### Texto fornecido
☆ ☆ ☆ ☆ ☆ ☆ ☆
Segunda-feira, 6 de fevereiro de 2012 - 13h04
No linguajar amazônico beradeiro é aquele que vive na beira do rio. É onde moro, procurando a comunhão com a natureza, a quem aprendi a respeitar e reverenciar.
Acabei vendo e ouvindo tantas histórias, que podem valer a pena repassar, eis que somente os predestinados viventes das barrancas dos rios e igarapés podem testemunhar.
Por exemplo, vi a surra que uma cobra verde (nem tão grande) levou, de quatro botos tucuxis. Ali, na lateral do encontro de dois rios a tal serpente apanhava, ora de um, ora de outro sendo elevada a cerca de 4 metros de altura, a partir da força descomunal que um boto carrega na cauda. Quando a cobra caia na água outra vez era sacudida, erguida céu acima. Não sei se escapou, mas, se isto aconteceu, deve estar tonta e siguezagueando assustada por ai, até hoje.
O certo é que os botos pelo mesmo processo –surra com o rabo–costumam matar os poraquês, aquelas enguias elétricas, que podem matar um homem mediante a descarga mortífera.
Vi um boi, já bem cansado, cercado por botos vermelhos, aqueles conhecidos como cor-de-rosa, que atuavam como a indicar a margem do rio, desejando encaminhar o ruminante para a vida. Não para a morte.
Um peruano resolveu atravessar, certa feita, a distância que o separava da outra margem e foi nadando, nadando quando, de repente, um bando de botos também o cercou, parecendo desejar salvá-lo, sem que o tocassem, todavia. É o que indicavam as ações, as quais me atrevo a chamar de protetoras, salvadoras mesmo. Aqueles donos do trecho do rio desejavam conduzir o estrangeiro para um lugar seguro. Até que ele alcançou a praia ali na frente. E os tucuxis retornaram para o meio do rio.
Numa outra ocasião, enquanto lia um livro bem na barranca do rio, observei que uma quantidade enorme de botos fazia uma algazarra próxima de onde eu estava. Caminhei na direção e, em condições de não ser visto, contei sete botos, me parecendo crer que outro estaria encalhado, impossibilitado de sair do trecho, preso em razão da pouca lâmina de água. Recomendei que dois homens pegassem a canoa e fossem liberar o mamífero fluvial, que se achava em dificuldade. Ledo engano! Ingênuo, fui alertado, depois, pelos companheiros de que, na verdade, o boto (fêmea) estava se resguardando para o escolhido, posto estar sendo quase que violentamente assediada pelos machões que sabiam estar ela no cio.
☆ ☆ ☆ ☆ ☆ ☆ ☆
### Dados fornecidos
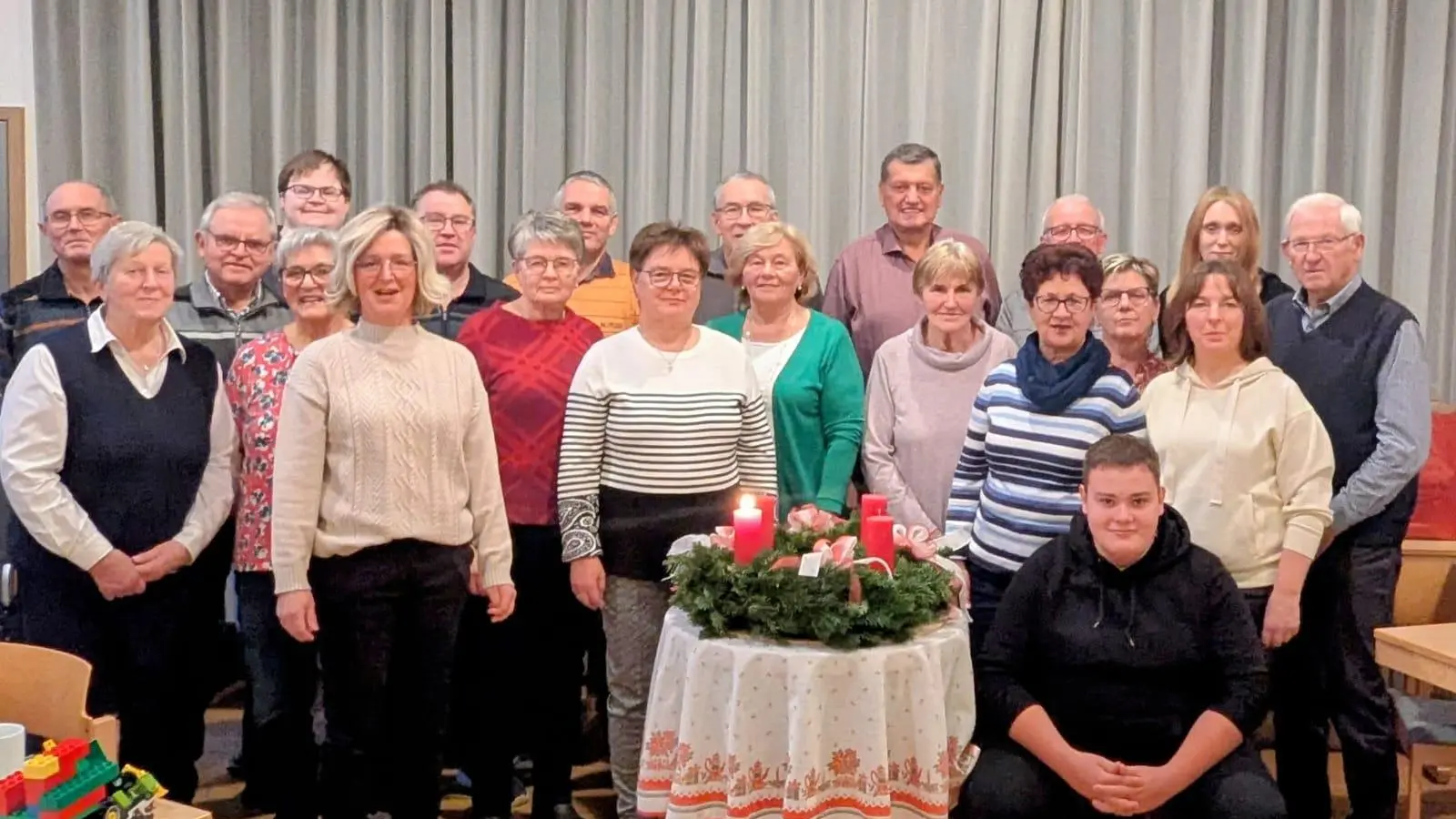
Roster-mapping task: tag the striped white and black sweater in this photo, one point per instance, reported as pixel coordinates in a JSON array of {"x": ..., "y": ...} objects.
[{"x": 655, "y": 446}]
☆ ☆ ☆ ☆ ☆ ☆ ☆
Reescreva de forma mais concisa o parágrafo do texto sobre os botos que começa com "Um peruano resolveu atravessar", preservando seus fatos principais.

Certa vez, um peruano atravessava o rio a nado até a outra margem quando um bando de botos o cercou, sem tocá-lo, em atitude que parecia protetora, como se quisesse conduzi-lo a um lugar seguro. Quando ele alcançou a praia em frente, os tucuxis voltaram para o meio do rio.